▶ Objective: Quote everything from the start of the items down to the line containing "[259,181,271,202]", both ends included, and omit the pictures from your output.

▶ Dataset rows:
..........
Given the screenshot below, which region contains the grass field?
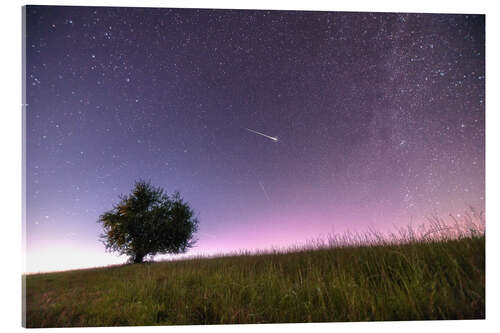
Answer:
[24,215,485,327]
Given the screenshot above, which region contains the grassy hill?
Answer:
[24,219,485,327]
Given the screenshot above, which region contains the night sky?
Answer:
[25,6,485,272]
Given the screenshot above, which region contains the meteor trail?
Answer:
[245,128,278,142]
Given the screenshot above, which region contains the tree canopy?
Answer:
[98,180,198,263]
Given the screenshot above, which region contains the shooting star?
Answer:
[245,128,278,142]
[259,181,271,202]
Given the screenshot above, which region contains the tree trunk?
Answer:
[134,253,144,264]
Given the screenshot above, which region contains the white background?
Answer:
[0,0,500,333]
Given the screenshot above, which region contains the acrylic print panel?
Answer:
[23,6,485,327]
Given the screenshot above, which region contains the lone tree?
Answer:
[98,180,198,263]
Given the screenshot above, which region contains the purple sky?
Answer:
[25,6,485,272]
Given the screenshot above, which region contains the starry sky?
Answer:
[25,6,485,272]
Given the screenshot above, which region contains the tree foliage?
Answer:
[98,180,198,263]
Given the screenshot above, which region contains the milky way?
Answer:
[25,6,485,269]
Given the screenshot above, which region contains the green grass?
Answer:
[24,218,485,327]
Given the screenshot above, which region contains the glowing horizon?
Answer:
[24,6,485,273]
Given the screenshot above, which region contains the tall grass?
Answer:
[25,211,485,327]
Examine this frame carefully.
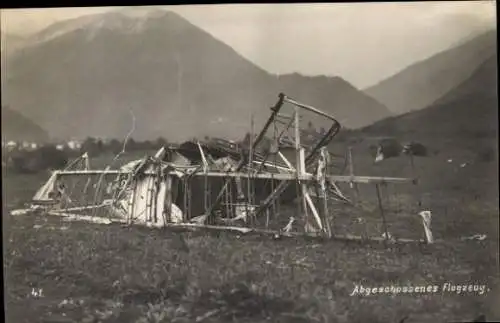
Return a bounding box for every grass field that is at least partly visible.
[3,148,500,323]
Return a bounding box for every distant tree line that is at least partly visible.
[2,137,168,174]
[80,137,169,156]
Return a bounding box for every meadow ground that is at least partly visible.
[3,149,500,323]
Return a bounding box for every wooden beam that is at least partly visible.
[55,170,416,184]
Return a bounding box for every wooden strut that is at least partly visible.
[375,184,389,247]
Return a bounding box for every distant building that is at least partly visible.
[7,140,17,150]
[67,140,82,150]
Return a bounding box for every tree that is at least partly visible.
[155,137,168,148]
[107,139,123,154]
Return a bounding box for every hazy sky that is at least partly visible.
[2,1,496,88]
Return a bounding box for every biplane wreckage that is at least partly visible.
[9,94,482,243]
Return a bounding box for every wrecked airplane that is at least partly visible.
[12,94,450,246]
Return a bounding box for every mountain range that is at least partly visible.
[364,30,497,114]
[361,55,498,142]
[2,106,49,142]
[2,11,391,141]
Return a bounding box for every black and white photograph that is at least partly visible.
[0,1,500,323]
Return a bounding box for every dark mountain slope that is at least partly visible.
[2,11,388,140]
[2,107,48,142]
[365,31,496,114]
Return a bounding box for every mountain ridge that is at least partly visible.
[364,30,496,114]
[2,11,389,140]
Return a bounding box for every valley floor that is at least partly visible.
[3,152,500,323]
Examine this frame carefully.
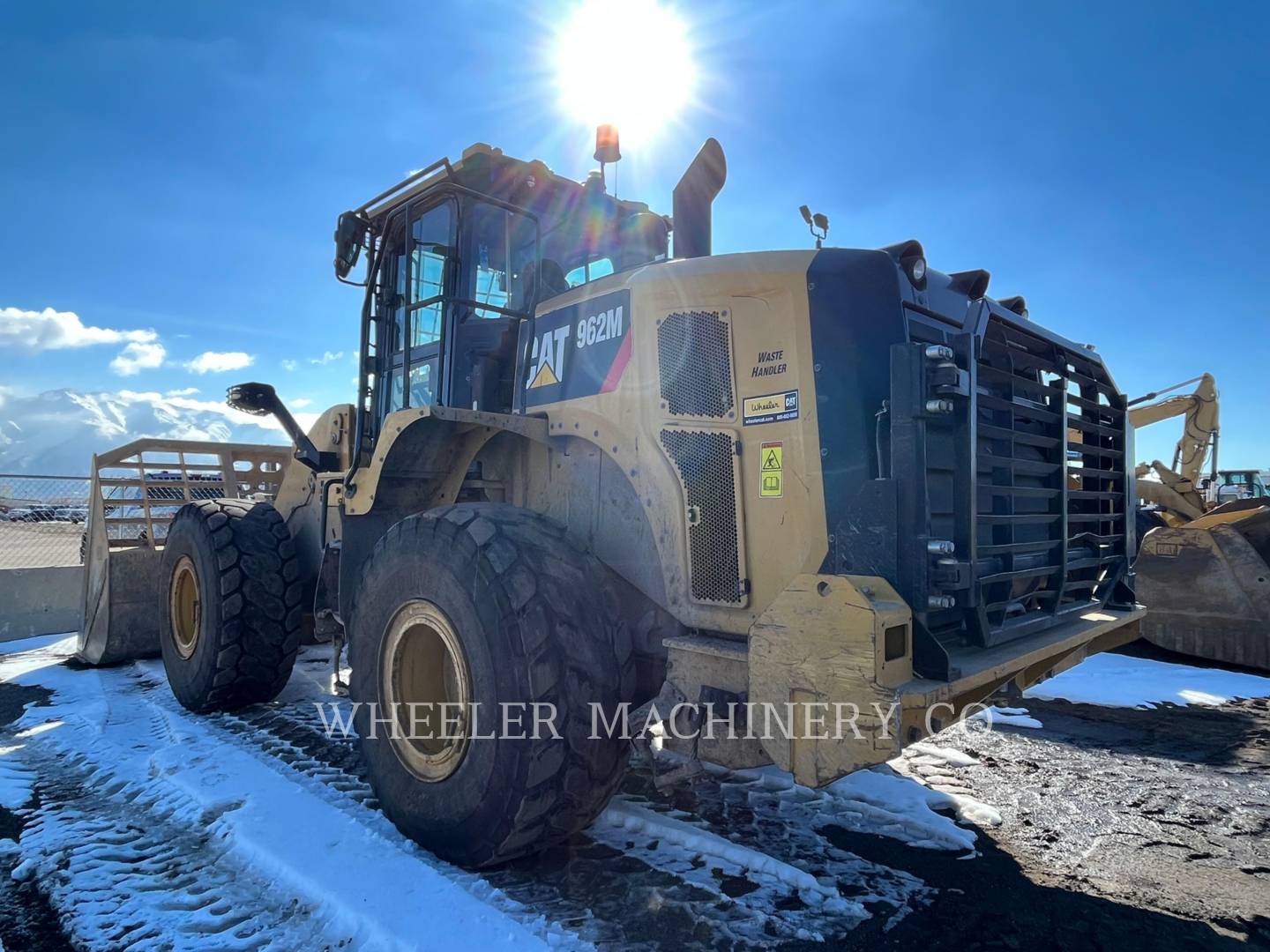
..........
▶ Task answer:
Given the screenshot below, which region contains the grass field?
Answer:
[24,215,485,327]
Given the screenshot above, which region contains the grassy hill?
Answer:
[24,219,485,327]
Given the screenshot above, which region contains the night sky?
Answer:
[25,6,485,272]
Given the screenshot above, which region contains the meteor trail?
Answer:
[245,128,278,142]
Given the screenshot above, which region contains the tree canopy?
Answer:
[98,180,198,263]
Given the screenshot above, which region contains the shooting star?
Answer:
[245,128,278,142]
[259,181,271,202]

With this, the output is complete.